-- WHAT IS BEING ASKED --
Print a faithful copy of the data below, word for word, with the pictures left out.

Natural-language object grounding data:
▼

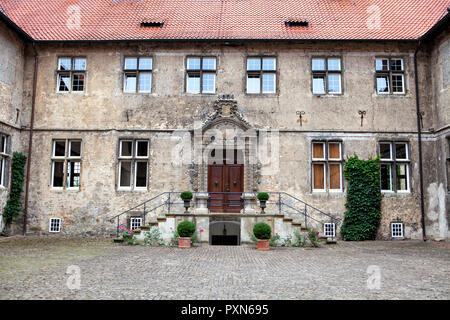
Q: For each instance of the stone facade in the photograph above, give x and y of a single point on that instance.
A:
(104, 113)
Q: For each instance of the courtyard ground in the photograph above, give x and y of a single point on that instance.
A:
(35, 268)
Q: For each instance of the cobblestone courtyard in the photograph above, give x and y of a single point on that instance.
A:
(35, 268)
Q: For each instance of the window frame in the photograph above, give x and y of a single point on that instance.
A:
(393, 162)
(66, 159)
(261, 72)
(327, 162)
(133, 160)
(137, 72)
(71, 73)
(200, 72)
(325, 73)
(390, 73)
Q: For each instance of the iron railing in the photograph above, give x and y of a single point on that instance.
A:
(281, 203)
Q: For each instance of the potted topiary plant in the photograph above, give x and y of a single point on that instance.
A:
(187, 197)
(185, 231)
(262, 197)
(262, 232)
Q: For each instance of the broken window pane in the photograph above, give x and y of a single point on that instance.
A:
(75, 148)
(78, 82)
(385, 151)
(130, 63)
(126, 147)
(318, 84)
(142, 149)
(59, 148)
(145, 63)
(383, 84)
(386, 178)
(73, 174)
(125, 173)
(141, 174)
(64, 64)
(402, 177)
(58, 174)
(253, 83)
(193, 83)
(145, 82)
(335, 176)
(334, 83)
(319, 176)
(63, 82)
(268, 83)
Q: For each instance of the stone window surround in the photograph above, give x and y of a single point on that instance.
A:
(71, 73)
(326, 161)
(393, 162)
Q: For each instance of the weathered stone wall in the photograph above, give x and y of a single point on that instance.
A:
(11, 96)
(103, 114)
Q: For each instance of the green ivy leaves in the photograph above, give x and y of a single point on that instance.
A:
(13, 206)
(363, 214)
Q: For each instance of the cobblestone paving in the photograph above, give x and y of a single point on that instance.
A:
(35, 268)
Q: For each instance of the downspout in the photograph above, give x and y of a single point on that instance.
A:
(419, 136)
(30, 143)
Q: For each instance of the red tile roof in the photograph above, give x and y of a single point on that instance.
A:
(224, 19)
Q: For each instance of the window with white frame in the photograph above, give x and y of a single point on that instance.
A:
(66, 164)
(71, 74)
(137, 74)
(329, 229)
(326, 75)
(55, 225)
(327, 166)
(261, 75)
(200, 74)
(394, 166)
(397, 230)
(133, 164)
(390, 77)
(4, 158)
(135, 223)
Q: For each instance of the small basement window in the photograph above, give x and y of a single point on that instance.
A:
(397, 230)
(329, 229)
(55, 225)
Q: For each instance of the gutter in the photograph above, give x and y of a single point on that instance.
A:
(30, 143)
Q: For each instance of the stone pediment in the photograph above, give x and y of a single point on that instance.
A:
(226, 112)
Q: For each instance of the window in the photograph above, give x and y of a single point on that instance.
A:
(4, 158)
(54, 225)
(326, 75)
(329, 229)
(137, 74)
(397, 230)
(261, 75)
(133, 164)
(135, 223)
(71, 74)
(394, 166)
(390, 78)
(66, 164)
(201, 75)
(327, 166)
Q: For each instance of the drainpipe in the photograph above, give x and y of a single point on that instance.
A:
(419, 136)
(30, 143)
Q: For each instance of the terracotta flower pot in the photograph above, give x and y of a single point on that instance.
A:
(263, 244)
(184, 242)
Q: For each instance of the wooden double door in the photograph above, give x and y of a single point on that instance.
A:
(225, 187)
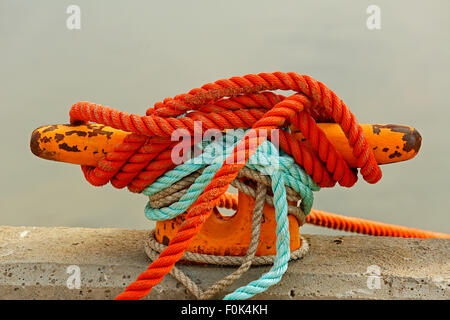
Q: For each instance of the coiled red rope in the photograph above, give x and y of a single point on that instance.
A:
(238, 102)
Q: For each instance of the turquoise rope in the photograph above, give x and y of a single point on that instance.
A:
(267, 160)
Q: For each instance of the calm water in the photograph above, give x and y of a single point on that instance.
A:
(129, 57)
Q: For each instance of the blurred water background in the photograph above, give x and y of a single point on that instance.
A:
(129, 55)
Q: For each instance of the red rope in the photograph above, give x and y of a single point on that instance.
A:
(238, 102)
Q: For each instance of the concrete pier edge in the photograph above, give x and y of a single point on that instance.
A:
(81, 263)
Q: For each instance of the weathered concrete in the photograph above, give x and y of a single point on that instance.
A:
(34, 262)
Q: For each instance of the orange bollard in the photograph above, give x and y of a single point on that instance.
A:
(87, 144)
(230, 236)
(221, 235)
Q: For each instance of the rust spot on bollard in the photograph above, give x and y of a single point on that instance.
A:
(77, 144)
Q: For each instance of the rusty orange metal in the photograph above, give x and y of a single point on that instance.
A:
(221, 235)
(77, 144)
(390, 142)
(87, 144)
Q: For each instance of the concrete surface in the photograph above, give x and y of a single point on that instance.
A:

▲

-- YOUR RESPONSE --
Q: For each instance of the stone facade in the photograph above, give x and y of a single point on that instance.
A:
(104, 113)
Q: For each instance of the courtyard ground in the photograph above, give x and y of a single point on that instance.
A:
(35, 268)
Q: For each instance of the cobblestone courtyard in the photograph above, give x and y of a single point on that instance.
A:
(35, 268)
Q: For each instance of the window frame in the photograph above, give x and y of a single point on that instance.
A:
(393, 162)
(66, 159)
(261, 72)
(327, 162)
(133, 160)
(137, 72)
(71, 73)
(200, 72)
(325, 73)
(390, 73)
Q: For each instance of the iron railing in the photograph above, give x and y of a single point on that instance.
A:
(281, 203)
Q: For each instance of the potted topiary plant in the photograph above, give x and y of a single point on that instance.
A:
(187, 197)
(185, 231)
(262, 197)
(262, 232)
Q: For each instance of the broken window pane in the photograph above, give x and y of a single point on that instance.
A:
(75, 148)
(78, 82)
(385, 151)
(130, 63)
(126, 147)
(318, 84)
(142, 149)
(59, 148)
(145, 63)
(383, 84)
(386, 178)
(73, 174)
(125, 173)
(141, 174)
(64, 64)
(402, 177)
(58, 174)
(253, 83)
(193, 83)
(145, 82)
(335, 176)
(334, 83)
(319, 176)
(63, 82)
(268, 83)
Q: For each instance of the stone window surround in the photograph above, give x and y of a single point on that instance.
A:
(71, 73)
(326, 161)
(393, 162)
Q: For each instance of the weathered stone wall in the photograph above, give x and y of a single point on that instance.
A:
(11, 96)
(103, 114)
Q: For each instance of the green ivy leaves in the photograph above, give x and y of a single point on that instance.
A:
(13, 206)
(363, 214)
Q: For each instance of the cobblestone paving in the photograph above, give x and y of a single point on that instance.
A:
(35, 268)
Q: For each instance of the downspout in the photograph above, give x and y of a single point on that instance.
A:
(419, 136)
(30, 143)
Q: For each instance of the red tile roof in the photograph above, give x and y of a single point on that instance.
A:
(224, 19)
Q: For each instance of the window with white frame in the photograph above, give x and y of a single point on that instance.
A:
(66, 164)
(71, 74)
(137, 74)
(329, 229)
(326, 75)
(55, 225)
(327, 166)
(261, 75)
(200, 74)
(394, 166)
(397, 230)
(133, 164)
(390, 77)
(4, 158)
(135, 223)
Q: For each instance of the small basement window in the photograph above, give x and y of a single point on that instance.
A:
(397, 230)
(329, 229)
(55, 225)
Q: For each instance of the gutter in the photograph above, give x and y of a single point on that instance.
A:
(30, 143)
Q: For each instance of the stone pediment in the photograph above, give x and y of a single point on that instance.
A:
(226, 112)
Q: For each instance of the window in the photograph above, give x and y of a single point on that instance.
A:
(4, 158)
(54, 225)
(326, 75)
(329, 229)
(137, 74)
(397, 230)
(261, 75)
(133, 164)
(135, 223)
(71, 74)
(394, 166)
(390, 78)
(66, 164)
(201, 75)
(327, 166)
Q: For each instance of the drainpipe in the photograph above, give x and y of a single point on that instance.
A:
(419, 136)
(30, 143)
Q: For each instance of the terracotta flower pot in the photograph above, give x and y of a single point on that instance.
A:
(263, 244)
(184, 242)
Q: For each instance of the wooden double door in the photograph above, give x and y of a single point on that instance.
A:
(225, 187)
Q: For each instance of the coiled red rope in the photograph above, give x and y of a single point on that instance.
A:
(238, 102)
Q: For each instance of the turquoise rope in the photograph above, give x and y of a single point on that instance.
A:
(267, 160)
Q: For each instance of the calm water in the photograph above, give x and y of a single point on that instance.
A:
(129, 57)
Q: For each instance of the blurred water background in the photograph above, give x and y of a single point on that instance.
A:
(129, 55)
Q: For each instance of the red rope in the photograph above, give x and y of a single point on that instance.
A:
(238, 102)
Q: For each instance of the concrete pier edge in the photograph above, give x and y of a single point on that instance.
A:
(81, 263)
Q: For each instance of the weathered concrete in the photograph above, give x and y of a single point on that instance.
A:
(34, 262)
Q: For each instance of the orange bollard in the photograph above, give x and y of a single point on that instance.
A:
(87, 144)
(230, 236)
(221, 235)
Q: For each instance of the rust spot on bollard in the photograph above, give x and y of a single point on that instance.
A:
(77, 144)
Q: For each instance of the rusty orange metal in the photograph above, give x and y of a single point on that instance.
A:
(221, 235)
(77, 144)
(390, 142)
(87, 144)
Q: For each instance of the concrete surface in the photograph above, give x and y of a single point on that instance.
A:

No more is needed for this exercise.